=== OBJECTIVE ===
Copy out, without any changes, the part of the rows below that starts with the line containing "Pinpoint woman's arm." and continues to the end of the rows. Include that opening line and the final line.
------ SUPPLIED MATERIAL
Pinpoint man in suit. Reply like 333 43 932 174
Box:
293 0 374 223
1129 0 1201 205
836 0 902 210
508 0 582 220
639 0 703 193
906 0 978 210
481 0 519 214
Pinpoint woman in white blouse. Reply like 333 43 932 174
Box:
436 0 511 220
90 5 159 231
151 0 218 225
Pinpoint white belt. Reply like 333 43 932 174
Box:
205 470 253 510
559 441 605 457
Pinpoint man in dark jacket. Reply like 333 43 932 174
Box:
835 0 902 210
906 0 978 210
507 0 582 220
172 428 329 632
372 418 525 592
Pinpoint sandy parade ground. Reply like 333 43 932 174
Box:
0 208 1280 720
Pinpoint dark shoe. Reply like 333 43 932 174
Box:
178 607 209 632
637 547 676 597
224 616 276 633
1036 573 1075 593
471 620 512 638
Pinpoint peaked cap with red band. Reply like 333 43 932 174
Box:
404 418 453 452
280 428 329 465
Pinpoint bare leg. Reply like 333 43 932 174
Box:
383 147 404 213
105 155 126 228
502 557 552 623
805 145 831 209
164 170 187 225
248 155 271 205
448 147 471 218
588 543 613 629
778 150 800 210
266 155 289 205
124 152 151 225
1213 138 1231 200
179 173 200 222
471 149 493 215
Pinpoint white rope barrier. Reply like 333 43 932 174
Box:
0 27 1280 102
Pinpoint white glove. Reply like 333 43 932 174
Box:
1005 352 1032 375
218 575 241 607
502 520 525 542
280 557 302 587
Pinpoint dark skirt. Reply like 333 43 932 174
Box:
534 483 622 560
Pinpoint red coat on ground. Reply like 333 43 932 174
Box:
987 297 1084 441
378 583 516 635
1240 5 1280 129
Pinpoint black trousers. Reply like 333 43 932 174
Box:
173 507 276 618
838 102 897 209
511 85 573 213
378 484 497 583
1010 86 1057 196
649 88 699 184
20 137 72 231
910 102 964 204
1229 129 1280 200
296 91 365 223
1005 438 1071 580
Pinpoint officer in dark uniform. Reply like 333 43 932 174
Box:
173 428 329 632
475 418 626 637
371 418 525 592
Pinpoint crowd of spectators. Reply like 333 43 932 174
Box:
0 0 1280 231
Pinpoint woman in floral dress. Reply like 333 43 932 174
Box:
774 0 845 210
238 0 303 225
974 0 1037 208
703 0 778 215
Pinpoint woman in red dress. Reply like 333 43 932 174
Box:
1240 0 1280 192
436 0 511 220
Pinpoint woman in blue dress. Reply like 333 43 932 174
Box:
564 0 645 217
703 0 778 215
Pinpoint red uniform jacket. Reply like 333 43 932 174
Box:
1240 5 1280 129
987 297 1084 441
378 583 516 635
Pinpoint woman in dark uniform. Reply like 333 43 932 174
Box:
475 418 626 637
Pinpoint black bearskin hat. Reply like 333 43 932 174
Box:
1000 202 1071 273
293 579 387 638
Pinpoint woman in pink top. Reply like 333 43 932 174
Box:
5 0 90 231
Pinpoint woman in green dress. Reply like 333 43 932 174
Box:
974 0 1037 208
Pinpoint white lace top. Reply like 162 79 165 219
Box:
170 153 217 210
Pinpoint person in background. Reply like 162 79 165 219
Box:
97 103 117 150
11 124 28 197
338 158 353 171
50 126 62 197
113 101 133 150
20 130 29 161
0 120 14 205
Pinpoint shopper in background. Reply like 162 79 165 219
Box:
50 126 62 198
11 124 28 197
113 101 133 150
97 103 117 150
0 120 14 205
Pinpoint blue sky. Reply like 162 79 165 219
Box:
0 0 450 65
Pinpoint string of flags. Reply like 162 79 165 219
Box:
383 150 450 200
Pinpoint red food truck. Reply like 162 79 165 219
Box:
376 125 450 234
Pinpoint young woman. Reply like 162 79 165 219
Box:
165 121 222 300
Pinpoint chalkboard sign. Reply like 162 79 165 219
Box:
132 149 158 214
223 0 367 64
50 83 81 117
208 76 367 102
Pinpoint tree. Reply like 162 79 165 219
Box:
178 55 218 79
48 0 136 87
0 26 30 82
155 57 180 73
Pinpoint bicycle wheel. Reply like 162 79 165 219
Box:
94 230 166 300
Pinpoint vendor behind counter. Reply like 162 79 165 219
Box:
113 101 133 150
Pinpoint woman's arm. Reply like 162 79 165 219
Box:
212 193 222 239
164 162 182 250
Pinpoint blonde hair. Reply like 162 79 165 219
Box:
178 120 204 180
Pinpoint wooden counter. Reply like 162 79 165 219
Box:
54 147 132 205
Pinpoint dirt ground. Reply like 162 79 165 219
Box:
------------
=== FULL ANSWER ===
Pinpoint woman's arm. Reply like 162 79 165 219
Box:
212 193 222 239
164 162 182 250
Pinpoint blonde hair. Reply like 162 79 165 219
Box:
178 120 204 180
Pinpoint wooden counter. Reply like 162 79 165 219
Box:
54 147 132 205
Pinpoint dirt ground. Reply like 162 79 165 219
Box:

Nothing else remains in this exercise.